→ **DATA SHOWN**:
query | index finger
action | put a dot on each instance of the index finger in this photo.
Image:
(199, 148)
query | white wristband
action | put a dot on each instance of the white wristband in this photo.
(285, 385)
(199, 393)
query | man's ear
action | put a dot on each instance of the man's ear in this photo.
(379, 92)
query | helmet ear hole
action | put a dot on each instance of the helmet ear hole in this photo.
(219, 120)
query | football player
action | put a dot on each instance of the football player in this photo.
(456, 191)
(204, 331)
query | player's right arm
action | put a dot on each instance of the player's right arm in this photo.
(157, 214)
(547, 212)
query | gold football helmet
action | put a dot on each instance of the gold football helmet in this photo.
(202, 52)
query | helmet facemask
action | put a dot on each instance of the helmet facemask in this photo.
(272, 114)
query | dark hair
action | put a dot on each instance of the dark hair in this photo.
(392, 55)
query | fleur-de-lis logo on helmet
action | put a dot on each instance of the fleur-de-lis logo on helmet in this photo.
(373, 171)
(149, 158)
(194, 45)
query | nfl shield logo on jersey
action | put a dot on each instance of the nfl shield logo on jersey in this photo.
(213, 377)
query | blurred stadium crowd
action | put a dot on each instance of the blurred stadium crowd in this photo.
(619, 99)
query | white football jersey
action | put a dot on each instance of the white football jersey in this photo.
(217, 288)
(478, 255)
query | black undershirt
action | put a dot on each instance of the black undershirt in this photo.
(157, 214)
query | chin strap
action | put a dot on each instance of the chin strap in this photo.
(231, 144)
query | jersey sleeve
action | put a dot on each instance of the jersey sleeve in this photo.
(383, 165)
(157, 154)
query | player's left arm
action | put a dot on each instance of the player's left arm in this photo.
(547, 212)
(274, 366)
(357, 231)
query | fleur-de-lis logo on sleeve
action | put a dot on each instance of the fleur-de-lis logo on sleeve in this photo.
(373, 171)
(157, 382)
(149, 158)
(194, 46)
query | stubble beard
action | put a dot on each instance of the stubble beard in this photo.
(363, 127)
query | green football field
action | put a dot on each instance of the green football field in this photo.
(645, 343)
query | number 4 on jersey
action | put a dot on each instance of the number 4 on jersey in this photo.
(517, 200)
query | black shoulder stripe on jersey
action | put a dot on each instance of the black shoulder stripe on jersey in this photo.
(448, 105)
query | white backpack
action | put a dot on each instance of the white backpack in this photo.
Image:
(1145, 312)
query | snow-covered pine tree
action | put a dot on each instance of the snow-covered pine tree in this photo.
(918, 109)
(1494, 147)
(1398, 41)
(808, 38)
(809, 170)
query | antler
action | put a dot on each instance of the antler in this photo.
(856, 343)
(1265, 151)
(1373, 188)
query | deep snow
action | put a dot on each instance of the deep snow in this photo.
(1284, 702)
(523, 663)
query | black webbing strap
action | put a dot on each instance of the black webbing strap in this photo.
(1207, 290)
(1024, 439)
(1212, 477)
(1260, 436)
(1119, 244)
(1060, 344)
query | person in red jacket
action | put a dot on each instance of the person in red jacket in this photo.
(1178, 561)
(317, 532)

→ **THE EXERCISE**:
Please copy the material word for word, starting at the line that contains "query | black webbing strap" and ending with the last line of the material.

→ **SOLUTION BELOW**:
query | black webbing strap
action | put a dot on each instance of the black webbing strap in this photo.
(1207, 290)
(1024, 439)
(1212, 477)
(1260, 436)
(1119, 244)
(1060, 344)
query | person in red jacket
action | put a dot on each instance of the person in red jacket in this photo.
(1178, 561)
(317, 532)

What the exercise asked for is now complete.